▶ _TEXT SHOWN_:

And The Kitchen Project Continues...

Now that my kitchen counters were installed it was time to decide on a back splash. I intentionally did not have a granite back splash installed since I was planning on tiling myself. All along I was thinking white subway tile since the counters had so much movement but I still wasn't convinced that an accent tile was also the way to go. Off to the tile store and after about an hour I picked out 3" x 6" white subway with a strip of glass and white quartzite bars set in a 12" x 12" mosaic sheet. With the tiles in my cart I headed to the supply section to get all the other stuff for my project. Besides the tiles, ended up purchasing:
White Non-sanded grout (powdered form so I could add grout sealant)
Tile adhesive - premixed
Grout additive
Tile, stone & grout sealant
Two large sponges, one with a dehazing pad on one side
Tile cutter
Tile spacers

The only supplies I needed that I already had were various sizes of troughs for the adhesive (including one with notches), two different floats for the grout and buckets.

▶ _EXERCISE REQUIREMENTS_:
(a) In the kitchen backsplash post, what size was the white subway tile that was chosen?
(b) Carry the kitchen backsplash post forward from its last sentence.

▶ _GIVEN DATA_:
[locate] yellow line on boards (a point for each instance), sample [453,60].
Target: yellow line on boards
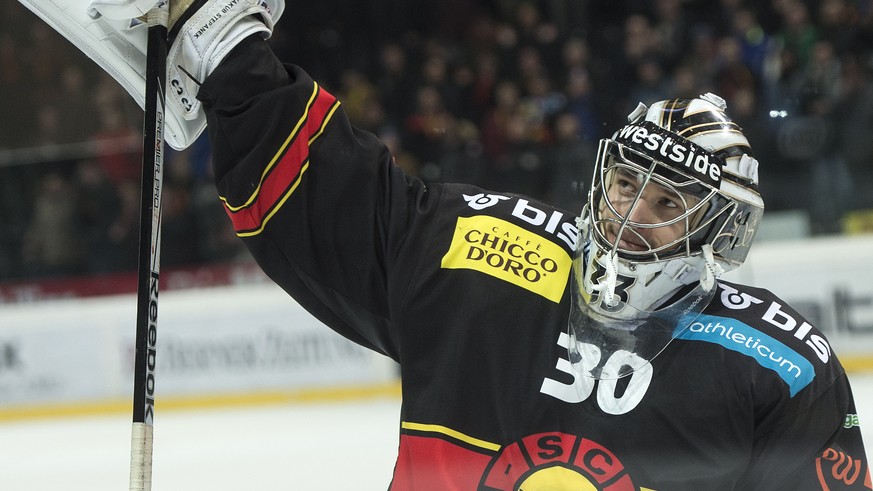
[212,401]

▶ _ANSWERS BY TASK_:
(a) 3" x 6"

(b)
Tiling supplies
I had also purchased a few bullnose tiles to use as end pieces installed vertically at the start and end of my walls. I started at the one end and decided to work my way around the room. I removed all the switch plates and began by laying two rows of subway tile, four rows of accent tiles and then the rest of subway tiles. In between every surface and every tile I placed a spacer or two per tile so that the grout lines on your project are consistent. I spread the adhesive on an area about 2' x 2' and then worked it using the notched trowel. I had already laid out the mosaic pieces end to end for my pattern. They came on sheets with about 10 rows per sheet so I had to mix and match to get an end to end section the length of each wall.

All was going fine until I had to cut around the first outlet. Not having a wet saw, it isn't easy to cut away anything other than a straight cut on a tile. Several broken tiles and I finally got what I needed. Proceeded fairly well until I got to the very top row. You can't see in the picture but I had to cut a small amount off every single tile and I wasn't having much luck with my manual tile cutter. Ended up breaking many tiles and the cuts I did get were anything but straight or exact. Vertical cuts using a tile cutter go pretty smoothly but horizontal and especially small horizontal cuts are much more difficult. I decided I could always put up a piece of molding and so I proceeded. I was concerned about too much breakage and not having enough tiles for my project so I made do with what I had but I wasn't satisfied with the quality of the cuts.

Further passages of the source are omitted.